Before you finish, make sure every line below has been written out exactly.

Point-per-instance localization data
*** Begin section ***

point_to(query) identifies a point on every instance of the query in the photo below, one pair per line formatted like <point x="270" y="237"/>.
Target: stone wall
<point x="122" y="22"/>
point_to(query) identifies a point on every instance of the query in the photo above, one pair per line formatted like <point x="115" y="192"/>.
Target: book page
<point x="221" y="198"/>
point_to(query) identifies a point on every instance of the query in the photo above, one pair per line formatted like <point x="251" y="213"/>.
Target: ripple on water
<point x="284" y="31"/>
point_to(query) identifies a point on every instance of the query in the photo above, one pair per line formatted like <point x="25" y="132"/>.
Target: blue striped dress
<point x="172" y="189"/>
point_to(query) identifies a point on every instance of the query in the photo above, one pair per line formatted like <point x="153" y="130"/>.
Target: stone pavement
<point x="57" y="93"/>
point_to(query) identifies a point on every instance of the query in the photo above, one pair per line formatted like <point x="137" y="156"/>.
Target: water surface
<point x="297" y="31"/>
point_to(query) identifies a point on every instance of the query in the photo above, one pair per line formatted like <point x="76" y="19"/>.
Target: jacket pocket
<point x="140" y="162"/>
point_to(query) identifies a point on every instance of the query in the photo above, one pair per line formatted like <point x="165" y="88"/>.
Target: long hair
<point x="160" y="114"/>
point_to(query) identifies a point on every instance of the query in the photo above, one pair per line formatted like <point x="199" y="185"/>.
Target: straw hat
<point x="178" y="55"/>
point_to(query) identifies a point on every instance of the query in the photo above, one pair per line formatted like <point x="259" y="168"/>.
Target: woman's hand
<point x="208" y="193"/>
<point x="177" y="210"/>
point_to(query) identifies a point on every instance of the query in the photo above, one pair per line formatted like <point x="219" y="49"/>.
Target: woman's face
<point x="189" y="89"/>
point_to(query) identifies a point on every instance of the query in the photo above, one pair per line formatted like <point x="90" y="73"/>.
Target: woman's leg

*** End section ***

• **Finished exercise**:
point_to(query) identifies a point on every instance of the query in the photo below, one pair per line formatted like <point x="270" y="237"/>.
Target: stone wall
<point x="122" y="22"/>
point_to(query) identifies a point on every instance of the query in the photo above, one pair per line formatted like <point x="115" y="192"/>.
Target: book page
<point x="221" y="198"/>
point_to(query) identifies a point on every instance of the query in the photo above, one pair per line formatted like <point x="251" y="213"/>.
Target: ripple on water
<point x="284" y="31"/>
point_to(query) identifies a point on every instance of the query in the photo above, one pair per line formatted like <point x="25" y="132"/>.
Target: blue striped dress
<point x="172" y="189"/>
point_to(query) identifies a point on every instance of the query in the photo above, one pair per line formatted like <point x="153" y="130"/>.
Target: stone pavement
<point x="57" y="93"/>
point_to(query) identifies a point on every instance of the query in the photo above, one pair per line formatted like <point x="137" y="156"/>.
Target: water surface
<point x="297" y="31"/>
point_to(query) identifies a point on every instance of the query in the photo above, one pair per line formatted like <point x="76" y="19"/>.
Target: jacket pocket
<point x="140" y="162"/>
point_to(query) identifies a point on every instance of the query in the photo above, one pair per line formatted like <point x="165" y="88"/>.
Target: long hair
<point x="160" y="114"/>
point_to(query) identifies a point on every instance of the query in the photo above, one pair per line formatted like <point x="199" y="185"/>.
Target: straw hat
<point x="178" y="55"/>
point_to(query) identifies a point on every instance of the query in the photo above, one pair per line formatted like <point x="259" y="168"/>.
Target: woman's hand
<point x="208" y="193"/>
<point x="177" y="210"/>
point_to(query) identifies a point on every instance of the query in the photo above, one pair per line formatted like <point x="219" y="49"/>.
Target: woman's face
<point x="189" y="89"/>
point_to(query) identifies a point on every instance of the query in the photo above, one pair per line formatted like <point x="90" y="73"/>.
Target: woman's leg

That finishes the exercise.